### [What to work on]
Retype precisely the section of the data that starts at the line containing "Mark every instance of the flock" and runs to its final line, ends included.

### [Records shown]
◆ ◆ ◆ ◆ ◆ ◆ ◆

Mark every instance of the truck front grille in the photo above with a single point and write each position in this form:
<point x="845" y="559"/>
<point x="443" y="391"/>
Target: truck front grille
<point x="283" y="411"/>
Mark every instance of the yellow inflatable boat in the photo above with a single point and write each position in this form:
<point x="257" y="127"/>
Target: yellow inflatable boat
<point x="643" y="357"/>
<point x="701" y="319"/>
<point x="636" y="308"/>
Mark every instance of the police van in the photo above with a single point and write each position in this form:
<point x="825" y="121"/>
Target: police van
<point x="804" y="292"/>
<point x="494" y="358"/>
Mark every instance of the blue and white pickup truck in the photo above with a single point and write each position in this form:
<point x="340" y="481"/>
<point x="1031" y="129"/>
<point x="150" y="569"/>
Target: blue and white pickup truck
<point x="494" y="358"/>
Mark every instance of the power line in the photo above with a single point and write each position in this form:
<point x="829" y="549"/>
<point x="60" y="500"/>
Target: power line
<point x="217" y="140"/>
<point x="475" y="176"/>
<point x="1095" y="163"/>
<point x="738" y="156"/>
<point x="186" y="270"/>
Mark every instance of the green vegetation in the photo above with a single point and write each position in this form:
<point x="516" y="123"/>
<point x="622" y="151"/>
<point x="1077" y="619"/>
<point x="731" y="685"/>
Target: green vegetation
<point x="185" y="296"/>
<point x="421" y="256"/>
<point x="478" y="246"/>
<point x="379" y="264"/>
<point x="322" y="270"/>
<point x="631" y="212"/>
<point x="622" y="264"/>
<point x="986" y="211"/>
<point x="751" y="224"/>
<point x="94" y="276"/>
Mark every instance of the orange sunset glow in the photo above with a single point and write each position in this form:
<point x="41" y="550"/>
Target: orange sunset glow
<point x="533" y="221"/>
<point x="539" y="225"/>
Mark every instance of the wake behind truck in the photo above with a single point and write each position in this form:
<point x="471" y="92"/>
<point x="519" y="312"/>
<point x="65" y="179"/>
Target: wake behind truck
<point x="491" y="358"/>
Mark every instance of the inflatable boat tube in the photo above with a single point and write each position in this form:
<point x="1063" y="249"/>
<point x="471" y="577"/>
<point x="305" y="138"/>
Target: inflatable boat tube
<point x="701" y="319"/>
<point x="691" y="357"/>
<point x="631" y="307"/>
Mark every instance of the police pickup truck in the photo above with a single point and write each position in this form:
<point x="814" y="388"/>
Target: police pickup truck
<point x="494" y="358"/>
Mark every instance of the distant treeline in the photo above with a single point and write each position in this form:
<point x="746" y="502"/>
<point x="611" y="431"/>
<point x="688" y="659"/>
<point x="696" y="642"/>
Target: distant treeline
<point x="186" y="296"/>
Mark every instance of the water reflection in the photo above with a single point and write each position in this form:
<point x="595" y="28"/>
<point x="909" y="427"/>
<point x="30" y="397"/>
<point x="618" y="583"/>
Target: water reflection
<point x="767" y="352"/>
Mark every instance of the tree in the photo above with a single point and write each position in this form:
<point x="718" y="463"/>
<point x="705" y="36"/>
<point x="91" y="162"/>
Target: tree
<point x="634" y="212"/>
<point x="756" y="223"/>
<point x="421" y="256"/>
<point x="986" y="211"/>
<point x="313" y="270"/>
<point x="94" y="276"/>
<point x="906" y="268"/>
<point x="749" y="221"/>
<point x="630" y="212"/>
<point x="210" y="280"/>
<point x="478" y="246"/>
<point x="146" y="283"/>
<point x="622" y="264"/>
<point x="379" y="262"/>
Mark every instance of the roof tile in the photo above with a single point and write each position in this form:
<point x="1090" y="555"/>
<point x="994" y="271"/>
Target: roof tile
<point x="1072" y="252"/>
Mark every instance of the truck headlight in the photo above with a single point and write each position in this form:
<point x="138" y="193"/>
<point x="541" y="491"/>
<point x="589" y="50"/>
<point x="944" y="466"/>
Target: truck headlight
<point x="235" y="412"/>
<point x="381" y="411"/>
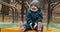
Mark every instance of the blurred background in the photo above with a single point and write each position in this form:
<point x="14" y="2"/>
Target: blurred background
<point x="14" y="11"/>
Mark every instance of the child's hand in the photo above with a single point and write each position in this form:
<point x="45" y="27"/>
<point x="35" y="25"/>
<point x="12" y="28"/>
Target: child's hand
<point x="39" y="25"/>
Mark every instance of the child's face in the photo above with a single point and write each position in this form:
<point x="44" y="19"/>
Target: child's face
<point x="34" y="8"/>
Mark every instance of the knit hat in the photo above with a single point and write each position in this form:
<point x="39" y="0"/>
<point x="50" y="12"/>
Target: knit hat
<point x="36" y="3"/>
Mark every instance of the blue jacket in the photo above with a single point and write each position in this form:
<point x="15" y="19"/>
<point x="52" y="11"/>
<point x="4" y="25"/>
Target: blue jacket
<point x="33" y="17"/>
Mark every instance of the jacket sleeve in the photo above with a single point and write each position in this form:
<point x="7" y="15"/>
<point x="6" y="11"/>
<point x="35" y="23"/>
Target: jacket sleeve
<point x="40" y="17"/>
<point x="29" y="18"/>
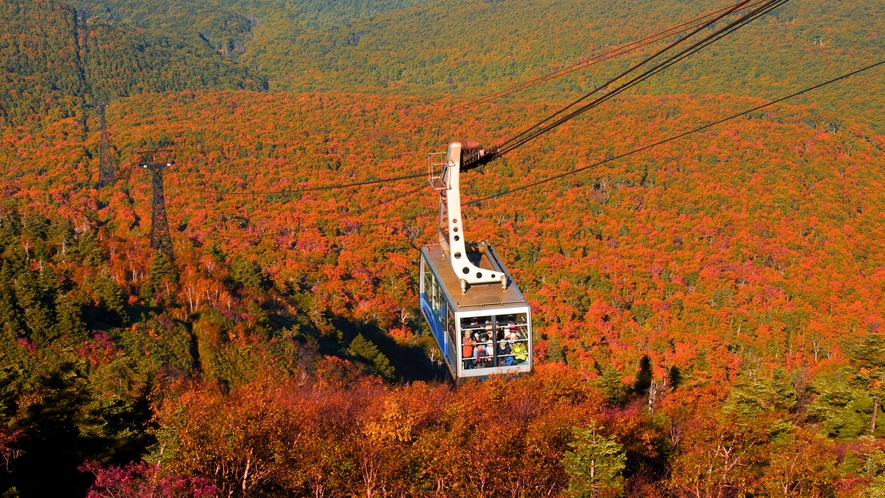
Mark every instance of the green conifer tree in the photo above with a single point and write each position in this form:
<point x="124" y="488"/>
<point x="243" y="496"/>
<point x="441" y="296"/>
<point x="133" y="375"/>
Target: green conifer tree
<point x="594" y="464"/>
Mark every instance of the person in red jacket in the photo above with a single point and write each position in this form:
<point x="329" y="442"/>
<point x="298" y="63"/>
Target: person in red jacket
<point x="467" y="350"/>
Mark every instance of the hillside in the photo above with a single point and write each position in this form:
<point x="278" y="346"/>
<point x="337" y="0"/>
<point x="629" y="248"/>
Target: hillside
<point x="707" y="314"/>
<point x="751" y="251"/>
<point x="53" y="61"/>
<point x="466" y="48"/>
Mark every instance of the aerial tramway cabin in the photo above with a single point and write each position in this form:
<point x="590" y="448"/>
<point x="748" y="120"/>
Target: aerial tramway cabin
<point x="475" y="310"/>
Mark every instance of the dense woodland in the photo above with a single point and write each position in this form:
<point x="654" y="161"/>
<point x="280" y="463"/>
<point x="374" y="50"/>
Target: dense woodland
<point x="708" y="314"/>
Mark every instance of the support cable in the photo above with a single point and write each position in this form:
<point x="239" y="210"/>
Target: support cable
<point x="540" y="128"/>
<point x="675" y="137"/>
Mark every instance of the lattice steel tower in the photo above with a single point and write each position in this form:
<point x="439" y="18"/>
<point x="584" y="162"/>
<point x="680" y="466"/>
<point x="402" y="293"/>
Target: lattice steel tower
<point x="157" y="161"/>
<point x="106" y="169"/>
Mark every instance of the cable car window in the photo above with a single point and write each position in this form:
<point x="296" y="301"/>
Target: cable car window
<point x="481" y="333"/>
<point x="449" y="325"/>
<point x="512" y="336"/>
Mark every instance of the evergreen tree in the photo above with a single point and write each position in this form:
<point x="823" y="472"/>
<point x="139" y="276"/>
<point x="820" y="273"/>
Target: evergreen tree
<point x="367" y="350"/>
<point x="594" y="464"/>
<point x="69" y="322"/>
<point x="612" y="385"/>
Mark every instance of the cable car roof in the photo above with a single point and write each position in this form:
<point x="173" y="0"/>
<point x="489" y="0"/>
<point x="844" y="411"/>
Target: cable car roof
<point x="477" y="297"/>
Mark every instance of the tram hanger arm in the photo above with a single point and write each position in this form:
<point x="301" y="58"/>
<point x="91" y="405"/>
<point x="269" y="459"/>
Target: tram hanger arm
<point x="473" y="155"/>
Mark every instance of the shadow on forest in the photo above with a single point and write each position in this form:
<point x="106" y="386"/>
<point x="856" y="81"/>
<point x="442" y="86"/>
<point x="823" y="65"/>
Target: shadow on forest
<point x="410" y="362"/>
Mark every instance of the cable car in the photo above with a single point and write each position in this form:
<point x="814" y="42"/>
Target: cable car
<point x="475" y="310"/>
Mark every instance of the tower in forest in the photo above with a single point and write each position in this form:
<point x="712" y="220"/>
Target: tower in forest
<point x="156" y="161"/>
<point x="106" y="170"/>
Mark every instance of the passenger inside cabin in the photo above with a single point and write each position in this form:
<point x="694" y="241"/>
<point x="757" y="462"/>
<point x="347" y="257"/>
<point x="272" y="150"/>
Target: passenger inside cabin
<point x="504" y="356"/>
<point x="467" y="350"/>
<point x="520" y="353"/>
<point x="479" y="355"/>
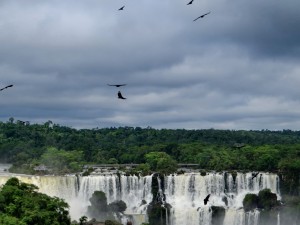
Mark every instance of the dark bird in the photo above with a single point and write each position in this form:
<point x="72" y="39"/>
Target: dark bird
<point x="206" y="199"/>
<point x="120" y="95"/>
<point x="201" y="16"/>
<point x="254" y="175"/>
<point x="116" y="85"/>
<point x="6" y="87"/>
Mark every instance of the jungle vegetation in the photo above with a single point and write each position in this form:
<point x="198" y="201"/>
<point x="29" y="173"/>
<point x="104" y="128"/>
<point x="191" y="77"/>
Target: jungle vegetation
<point x="65" y="149"/>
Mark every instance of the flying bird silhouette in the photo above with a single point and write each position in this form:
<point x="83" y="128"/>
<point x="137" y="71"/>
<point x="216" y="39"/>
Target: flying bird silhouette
<point x="6" y="87"/>
<point x="206" y="199"/>
<point x="254" y="175"/>
<point x="116" y="85"/>
<point x="201" y="16"/>
<point x="120" y="95"/>
<point x="191" y="2"/>
<point x="121" y="7"/>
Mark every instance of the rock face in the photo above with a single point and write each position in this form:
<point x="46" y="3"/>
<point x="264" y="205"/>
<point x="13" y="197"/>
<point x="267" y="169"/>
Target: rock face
<point x="184" y="193"/>
<point x="218" y="215"/>
<point x="250" y="202"/>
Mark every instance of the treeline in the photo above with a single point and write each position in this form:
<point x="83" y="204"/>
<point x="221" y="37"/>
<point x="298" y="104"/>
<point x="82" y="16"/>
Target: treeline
<point x="265" y="150"/>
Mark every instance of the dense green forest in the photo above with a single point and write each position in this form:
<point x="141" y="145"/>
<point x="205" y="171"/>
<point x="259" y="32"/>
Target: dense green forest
<point x="21" y="204"/>
<point x="68" y="149"/>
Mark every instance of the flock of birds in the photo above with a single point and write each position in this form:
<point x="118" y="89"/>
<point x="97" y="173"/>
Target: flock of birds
<point x="8" y="86"/>
<point x="120" y="96"/>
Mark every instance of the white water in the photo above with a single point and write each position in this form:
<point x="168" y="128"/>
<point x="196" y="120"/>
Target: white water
<point x="185" y="193"/>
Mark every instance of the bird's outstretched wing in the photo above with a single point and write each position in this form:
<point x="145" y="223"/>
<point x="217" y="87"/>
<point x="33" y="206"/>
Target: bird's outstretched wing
<point x="8" y="86"/>
<point x="120" y="95"/>
<point x="201" y="16"/>
<point x="191" y="2"/>
<point x="206" y="199"/>
<point x="116" y="85"/>
<point x="254" y="175"/>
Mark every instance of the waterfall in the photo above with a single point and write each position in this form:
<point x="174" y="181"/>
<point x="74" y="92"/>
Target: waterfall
<point x="130" y="189"/>
<point x="185" y="194"/>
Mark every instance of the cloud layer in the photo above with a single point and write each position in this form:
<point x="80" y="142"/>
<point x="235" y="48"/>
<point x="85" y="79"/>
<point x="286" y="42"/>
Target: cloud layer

◆ ◆ ◆ ◆ ◆ ◆ ◆

### [Complete response]
Mark every instance of the flock of birds in the photo above with a single point and write each position in this form:
<point x="118" y="89"/>
<point x="97" y="173"/>
Target: flock of birds
<point x="8" y="86"/>
<point x="120" y="96"/>
Mark every instance of the white water in the photo above with a single point and write each position in this form:
<point x="168" y="128"/>
<point x="196" y="120"/>
Target: white water
<point x="185" y="193"/>
Mark every instance of the bird's outstretched wing in the photo above with a single point and write each position in this form:
<point x="145" y="223"/>
<point x="217" y="87"/>
<point x="33" y="206"/>
Target: bird's outstretched wing
<point x="8" y="86"/>
<point x="120" y="95"/>
<point x="201" y="16"/>
<point x="191" y="2"/>
<point x="206" y="199"/>
<point x="116" y="85"/>
<point x="254" y="175"/>
Mark every instance of the waterfall in the photo above with a single point and write each position in this form:
<point x="174" y="181"/>
<point x="74" y="92"/>
Target: waterfall
<point x="130" y="189"/>
<point x="185" y="194"/>
Mark every instance of the cloud layer in the photo above with a single point and write each position in this form:
<point x="80" y="142"/>
<point x="235" y="48"/>
<point x="85" y="79"/>
<point x="286" y="42"/>
Target: cloud layer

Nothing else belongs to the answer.